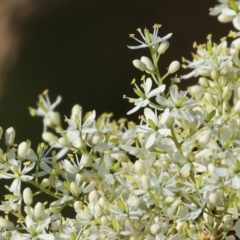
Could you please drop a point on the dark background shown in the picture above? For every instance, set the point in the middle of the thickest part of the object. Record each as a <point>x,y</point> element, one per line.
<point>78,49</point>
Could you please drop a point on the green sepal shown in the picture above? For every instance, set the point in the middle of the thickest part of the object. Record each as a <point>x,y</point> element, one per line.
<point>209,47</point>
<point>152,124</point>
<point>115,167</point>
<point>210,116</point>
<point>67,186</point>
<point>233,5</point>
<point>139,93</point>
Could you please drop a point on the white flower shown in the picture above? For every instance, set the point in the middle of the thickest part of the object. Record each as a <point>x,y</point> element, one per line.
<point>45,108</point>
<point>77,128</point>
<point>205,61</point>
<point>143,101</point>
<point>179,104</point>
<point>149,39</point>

—————

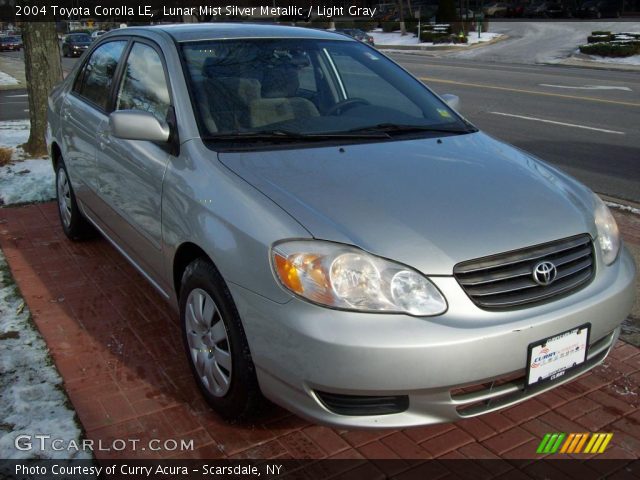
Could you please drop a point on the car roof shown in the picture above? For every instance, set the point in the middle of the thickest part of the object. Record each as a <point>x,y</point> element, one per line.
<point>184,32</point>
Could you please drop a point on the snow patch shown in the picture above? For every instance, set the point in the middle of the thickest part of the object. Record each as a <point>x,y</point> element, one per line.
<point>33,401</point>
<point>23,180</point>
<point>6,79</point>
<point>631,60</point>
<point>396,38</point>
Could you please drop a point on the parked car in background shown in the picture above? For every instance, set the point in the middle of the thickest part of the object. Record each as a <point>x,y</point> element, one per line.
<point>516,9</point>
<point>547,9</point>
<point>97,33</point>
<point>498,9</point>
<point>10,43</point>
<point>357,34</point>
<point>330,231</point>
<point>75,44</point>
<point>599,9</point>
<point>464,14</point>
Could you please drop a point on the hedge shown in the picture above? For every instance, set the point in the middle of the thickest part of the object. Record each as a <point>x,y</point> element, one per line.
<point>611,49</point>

—————

Problem description
Copy the records again in full. Begin at the line that has "Could you please drop a point on the car" and stop after the line that has "<point>611,49</point>". Scale every x and y coordinate in the answer points by 1.25, rounding to whole numbers with halves going up, and leave all other text unchanged.

Full response
Could you please drop a point on the car roof shown in the picture above? For every instance, set the point in the middle of the thickest part of the object. Record each as a <point>x,y</point> element, one per line.
<point>230,40</point>
Could you please drop a point on the snow patch shown in the picture above? For every instance, set the point in the middle of the thickest part of the object. Record each as a <point>x,y</point> element, one per line.
<point>41,501</point>
<point>29,225</point>
<point>8,99</point>
<point>789,75</point>
<point>495,48</point>
Could you please drop a point on the parked car in background shown in the picture above? For every instance, set the point in the middle of the thickest part of the object. Record each as a <point>x,y</point> element, one per line.
<point>645,11</point>
<point>684,11</point>
<point>121,41</point>
<point>623,11</point>
<point>13,54</point>
<point>446,43</point>
<point>413,289</point>
<point>94,55</point>
<point>749,11</point>
<point>580,18</point>
Could you please drop a point on the hedge shown in the picture above? For every instance, set the point in the middle of the thickest part of the object. Record each as a <point>x,y</point> element, one per line.
<point>764,61</point>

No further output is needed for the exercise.